PROBLEM DETAILS -> Please copy each of the lines below word for word, keeping every character the same.

# SOURCE DATA start

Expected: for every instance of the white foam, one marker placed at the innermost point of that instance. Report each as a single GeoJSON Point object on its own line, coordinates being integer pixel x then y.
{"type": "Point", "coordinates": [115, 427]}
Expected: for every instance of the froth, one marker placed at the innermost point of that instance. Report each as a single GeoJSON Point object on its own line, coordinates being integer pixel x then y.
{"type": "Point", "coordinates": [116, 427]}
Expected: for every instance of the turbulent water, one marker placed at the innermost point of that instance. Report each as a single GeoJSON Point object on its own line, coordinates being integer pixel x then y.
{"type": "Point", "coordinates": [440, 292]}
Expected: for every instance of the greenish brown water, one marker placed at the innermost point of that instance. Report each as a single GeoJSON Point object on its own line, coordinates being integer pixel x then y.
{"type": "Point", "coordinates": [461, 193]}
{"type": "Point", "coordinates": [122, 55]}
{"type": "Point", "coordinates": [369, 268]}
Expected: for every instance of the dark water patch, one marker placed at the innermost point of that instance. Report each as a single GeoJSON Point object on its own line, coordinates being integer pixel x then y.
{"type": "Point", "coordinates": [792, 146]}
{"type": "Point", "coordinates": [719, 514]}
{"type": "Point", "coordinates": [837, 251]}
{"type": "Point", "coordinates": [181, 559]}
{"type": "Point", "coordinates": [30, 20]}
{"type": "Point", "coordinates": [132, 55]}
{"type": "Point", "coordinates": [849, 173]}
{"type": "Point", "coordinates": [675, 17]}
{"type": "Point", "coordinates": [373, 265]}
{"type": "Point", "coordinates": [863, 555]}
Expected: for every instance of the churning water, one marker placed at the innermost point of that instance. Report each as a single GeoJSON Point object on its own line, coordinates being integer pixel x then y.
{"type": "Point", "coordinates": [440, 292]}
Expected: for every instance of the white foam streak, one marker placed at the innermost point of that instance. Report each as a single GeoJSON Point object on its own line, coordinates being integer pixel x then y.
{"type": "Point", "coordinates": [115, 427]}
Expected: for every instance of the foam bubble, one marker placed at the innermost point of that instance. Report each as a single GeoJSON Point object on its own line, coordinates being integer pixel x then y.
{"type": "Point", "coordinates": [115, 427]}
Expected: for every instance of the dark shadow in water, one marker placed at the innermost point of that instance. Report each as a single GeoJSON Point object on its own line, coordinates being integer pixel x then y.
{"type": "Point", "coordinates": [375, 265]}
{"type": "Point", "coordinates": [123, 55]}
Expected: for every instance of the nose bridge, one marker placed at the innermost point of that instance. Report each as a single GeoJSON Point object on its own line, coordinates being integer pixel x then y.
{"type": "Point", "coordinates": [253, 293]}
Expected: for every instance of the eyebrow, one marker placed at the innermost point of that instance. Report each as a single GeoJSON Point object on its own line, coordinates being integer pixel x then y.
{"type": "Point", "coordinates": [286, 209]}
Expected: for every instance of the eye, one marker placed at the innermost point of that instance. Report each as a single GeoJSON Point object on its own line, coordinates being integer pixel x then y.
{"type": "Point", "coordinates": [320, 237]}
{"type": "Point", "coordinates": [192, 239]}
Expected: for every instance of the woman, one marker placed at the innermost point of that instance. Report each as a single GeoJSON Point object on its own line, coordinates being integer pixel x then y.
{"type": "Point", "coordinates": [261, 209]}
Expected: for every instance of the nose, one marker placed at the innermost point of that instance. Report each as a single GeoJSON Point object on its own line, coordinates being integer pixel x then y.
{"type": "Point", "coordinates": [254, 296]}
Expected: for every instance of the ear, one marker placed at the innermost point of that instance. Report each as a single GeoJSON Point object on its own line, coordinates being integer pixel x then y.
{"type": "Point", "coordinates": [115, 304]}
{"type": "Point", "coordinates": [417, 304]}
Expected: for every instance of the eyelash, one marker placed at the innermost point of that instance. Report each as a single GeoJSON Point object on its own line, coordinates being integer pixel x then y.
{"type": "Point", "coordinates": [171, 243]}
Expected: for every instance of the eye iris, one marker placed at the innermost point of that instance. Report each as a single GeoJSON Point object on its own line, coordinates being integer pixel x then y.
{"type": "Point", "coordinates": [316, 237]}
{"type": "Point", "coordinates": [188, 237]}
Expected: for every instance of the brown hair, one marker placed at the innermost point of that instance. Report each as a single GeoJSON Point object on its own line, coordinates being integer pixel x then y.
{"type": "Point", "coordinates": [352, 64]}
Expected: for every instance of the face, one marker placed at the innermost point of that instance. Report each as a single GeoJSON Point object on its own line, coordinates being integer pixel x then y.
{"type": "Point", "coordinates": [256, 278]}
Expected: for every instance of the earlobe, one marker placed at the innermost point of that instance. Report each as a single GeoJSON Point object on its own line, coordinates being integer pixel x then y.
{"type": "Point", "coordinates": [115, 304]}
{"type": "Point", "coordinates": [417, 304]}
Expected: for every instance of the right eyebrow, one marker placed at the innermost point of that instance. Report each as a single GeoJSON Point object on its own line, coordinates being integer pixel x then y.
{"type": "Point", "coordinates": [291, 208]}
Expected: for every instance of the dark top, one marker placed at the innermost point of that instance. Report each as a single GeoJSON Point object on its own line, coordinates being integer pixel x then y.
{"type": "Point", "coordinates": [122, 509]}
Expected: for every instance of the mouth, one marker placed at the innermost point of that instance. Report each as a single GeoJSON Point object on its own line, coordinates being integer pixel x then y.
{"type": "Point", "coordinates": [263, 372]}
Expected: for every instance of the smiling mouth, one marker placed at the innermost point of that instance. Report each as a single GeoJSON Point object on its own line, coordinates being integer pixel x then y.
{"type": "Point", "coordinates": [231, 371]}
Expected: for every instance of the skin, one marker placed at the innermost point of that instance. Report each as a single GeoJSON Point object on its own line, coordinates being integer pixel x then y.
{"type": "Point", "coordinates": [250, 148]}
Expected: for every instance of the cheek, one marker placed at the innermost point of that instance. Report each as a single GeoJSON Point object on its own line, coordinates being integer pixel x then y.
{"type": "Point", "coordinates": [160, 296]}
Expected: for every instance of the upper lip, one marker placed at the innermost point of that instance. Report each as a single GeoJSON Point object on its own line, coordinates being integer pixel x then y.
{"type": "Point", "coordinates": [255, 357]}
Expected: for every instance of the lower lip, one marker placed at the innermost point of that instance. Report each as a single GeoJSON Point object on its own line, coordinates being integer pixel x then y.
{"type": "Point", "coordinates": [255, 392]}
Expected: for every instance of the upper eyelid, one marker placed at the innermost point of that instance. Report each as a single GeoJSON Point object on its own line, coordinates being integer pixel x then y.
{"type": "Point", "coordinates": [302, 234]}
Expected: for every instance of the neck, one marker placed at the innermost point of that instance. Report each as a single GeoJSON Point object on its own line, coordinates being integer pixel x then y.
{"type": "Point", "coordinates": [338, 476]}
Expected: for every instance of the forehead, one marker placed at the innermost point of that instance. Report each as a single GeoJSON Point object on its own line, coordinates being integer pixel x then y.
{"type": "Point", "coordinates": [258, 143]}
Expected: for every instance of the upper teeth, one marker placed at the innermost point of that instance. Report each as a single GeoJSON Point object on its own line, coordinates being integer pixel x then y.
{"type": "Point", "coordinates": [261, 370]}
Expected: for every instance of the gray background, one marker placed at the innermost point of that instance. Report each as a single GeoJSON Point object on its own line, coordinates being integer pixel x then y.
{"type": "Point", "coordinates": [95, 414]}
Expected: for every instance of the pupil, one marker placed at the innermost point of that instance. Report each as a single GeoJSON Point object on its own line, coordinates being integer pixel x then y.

# SOURCE DATA end

EXERCISE RESPONSE ->
Expected: for every instance of the white foam, one marker placed at the innermost point of that instance. Report each as a single GeoJSON Point object on its own line, coordinates being integer pixel x then y.
{"type": "Point", "coordinates": [115, 427]}
Expected: for every instance of the froth, one marker placed at the innermost point of that instance. Report each as a single GeoJSON Point object on its own line, coordinates being integer pixel x then y.
{"type": "Point", "coordinates": [116, 427]}
Expected: for every instance of the turbulent water, one marker placed at the innermost point of that instance. Report each as a single GeoJSON Point object on its own line, coordinates being integer pixel x then y.
{"type": "Point", "coordinates": [440, 292]}
Expected: for every instance of the greenish brown water, one marker placed at the innermost point of that instance. Report each as a single GeoJSON Point object on its own line, coordinates being integer pixel x then y.
{"type": "Point", "coordinates": [461, 193]}
{"type": "Point", "coordinates": [122, 55]}
{"type": "Point", "coordinates": [369, 268]}
Expected: for every instance of the dark water patch, one marker placed at the innermost point of that instance. Report each as a single GeoJSON Point object on its own line, coordinates being integer pixel x then y.
{"type": "Point", "coordinates": [792, 146]}
{"type": "Point", "coordinates": [719, 514]}
{"type": "Point", "coordinates": [837, 251]}
{"type": "Point", "coordinates": [181, 559]}
{"type": "Point", "coordinates": [30, 20]}
{"type": "Point", "coordinates": [132, 55]}
{"type": "Point", "coordinates": [849, 173]}
{"type": "Point", "coordinates": [675, 17]}
{"type": "Point", "coordinates": [373, 265]}
{"type": "Point", "coordinates": [863, 555]}
Expected: for every instance of the churning water, one marker placed at the innermost point of that instance. Report each as a single GeoJSON Point object on its own line, coordinates being integer pixel x then y.
{"type": "Point", "coordinates": [440, 292]}
Expected: for every instance of the white foam streak, one marker placed at the innermost point of that instance. Report each as a single GeoJSON Point object on its own line, coordinates being integer pixel x then y.
{"type": "Point", "coordinates": [115, 427]}
Expected: for every instance of the foam bubble, one marker placed at the innermost point of that instance. Report each as a single GeoJSON Point object on its own line, coordinates being integer pixel x then y.
{"type": "Point", "coordinates": [115, 427]}
Expected: for every instance of the dark shadow in water, one marker placed at the innermost point of that instance. Report each as a single GeoJSON Point object on its own line, coordinates being integer pixel x then y.
{"type": "Point", "coordinates": [375, 265]}
{"type": "Point", "coordinates": [123, 55]}
Expected: for every instance of the nose bridge, one marker placed at the innermost point of that instance. Report each as a single GeoJSON Point object on its own line, coordinates being integer pixel x then y.
{"type": "Point", "coordinates": [253, 293]}
Expected: for every instance of the eyebrow, one marker placed at the innermost point of that instance. Report each as a single GeoJSON Point object on its own line, coordinates being integer pixel x then y.
{"type": "Point", "coordinates": [286, 209]}
Expected: for every instance of the eye, one marker placed at the innermost point of that instance. Report each as a single GeoJSON Point object on its own line, coordinates being integer pixel x then y.
{"type": "Point", "coordinates": [320, 237]}
{"type": "Point", "coordinates": [192, 239]}
Expected: for every instance of the woman, one marker placed at the innermost point of that instance. Report each as a single GeoJSON Point object on its own line, coordinates being integer pixel x then y.
{"type": "Point", "coordinates": [261, 209]}
Expected: for every instance of the nose, one marker placed at the innermost point of that instance. Report each as a single GeoJSON Point object on its own line, coordinates being integer pixel x then y.
{"type": "Point", "coordinates": [254, 296]}
Expected: for every instance of the ear, one marker placed at the innermost point of that instance. Report each as a single GeoJSON Point object on its own line, coordinates being integer pixel x then y.
{"type": "Point", "coordinates": [115, 304]}
{"type": "Point", "coordinates": [417, 304]}
Expected: for every instance of the eyelash, one marker placed at the innermost point of that instance. Report each as a single GeoJSON Point object on its own line, coordinates being integer pixel x then y.
{"type": "Point", "coordinates": [171, 243]}
Expected: for every instance of the eye iris, one marker placed at the innermost point of that instance. Report each as a single GeoJSON Point object on its own line, coordinates being integer pixel x then y.
{"type": "Point", "coordinates": [316, 237]}
{"type": "Point", "coordinates": [188, 237]}
Expected: for every instance of the brown hair, one marker placed at the innermost point of that instance. Report each as a single GeoJSON Point object on its own line, coordinates being integer pixel x then y.
{"type": "Point", "coordinates": [352, 64]}
Expected: for every instance of the face, one marker placed at the innermost point of that instance. Report each as a single GeoJSON Point object on its own line, coordinates being integer pixel x then y.
{"type": "Point", "coordinates": [256, 278]}
Expected: for every instance of the earlobe, one marker placed at the innermost point of that instance. Report each as a single GeoJSON Point object on its own line, coordinates being integer pixel x then y.
{"type": "Point", "coordinates": [115, 304]}
{"type": "Point", "coordinates": [417, 304]}
Expected: for every instance of the right eyebrow, one marker placed at the innermost point of that instance. Report each as a single GeoJSON Point object on its own line, coordinates being integer pixel x then y.
{"type": "Point", "coordinates": [291, 208]}
Expected: for every instance of the dark top, one marker placed at the innermost point of that instance. Report each as a single GeoJSON Point object on its own line, coordinates being integer pixel x then y.
{"type": "Point", "coordinates": [122, 509]}
Expected: for every instance of the mouth, one marker placed at the innermost point of that instance. Report each as a single GeoJSON Point object on its own line, coordinates being integer pixel x then y.
{"type": "Point", "coordinates": [263, 372]}
Expected: for every instance of the smiling mouth, one marker placed at the innermost point of that instance. Report each as a single GeoJSON Point object on its own line, coordinates being integer pixel x then y.
{"type": "Point", "coordinates": [231, 371]}
Expected: for every instance of the skin, one marker placed at the innermost point of that instance. Report each as a single GeoJSON Point object on its own line, coordinates being integer pixel x then y.
{"type": "Point", "coordinates": [250, 148]}
Expected: for every instance of the cheek, one marker placed at the innermost point of that instance. Report each as a single GeoJSON Point object on its own line, coordinates being integer pixel x then y.
{"type": "Point", "coordinates": [160, 296]}
Expected: for every instance of the upper lip, one marker placed at the innermost point of that instance. Report each as a single GeoJSON Point object on its own line, coordinates being integer pixel x then y.
{"type": "Point", "coordinates": [255, 357]}
Expected: for every instance of the lower lip, one marker placed at the innermost point of that instance. Report each as a single GeoJSON Point object on its own line, coordinates being integer pixel x then y.
{"type": "Point", "coordinates": [255, 392]}
Expected: for every instance of the upper eyelid, one marker placed at the innermost point of that instance. Report each as a single GeoJSON Point object on its own line, coordinates being integer pixel x then y.
{"type": "Point", "coordinates": [302, 234]}
Expected: for every instance of the neck, one marker placed at the innermost point of that instance. Report each as a single GeoJSON Point object on its own line, coordinates being integer pixel x then y.
{"type": "Point", "coordinates": [338, 476]}
Expected: for every instance of the forehead, one marker placed at the innermost point of that instance. Report each as a single GeoJSON Point object on its own line, coordinates being integer pixel x then y.
{"type": "Point", "coordinates": [258, 143]}
Expected: for every instance of the upper teeth, one marker placed at the innermost point of that instance. Report each as a single GeoJSON Point object on its own line, coordinates being integer pixel x then y.
{"type": "Point", "coordinates": [261, 370]}
Expected: for every instance of the gray background, one marker placed at the innermost point of that instance. Report each as a single GeoJSON Point object on its own line, coordinates being integer pixel x then y.
{"type": "Point", "coordinates": [95, 414]}
Expected: for every instance of the pupil, one marker placed at the innermost point of that instance. Report each as a single GeoJSON Point object on its own line, coordinates being integer pixel x then y.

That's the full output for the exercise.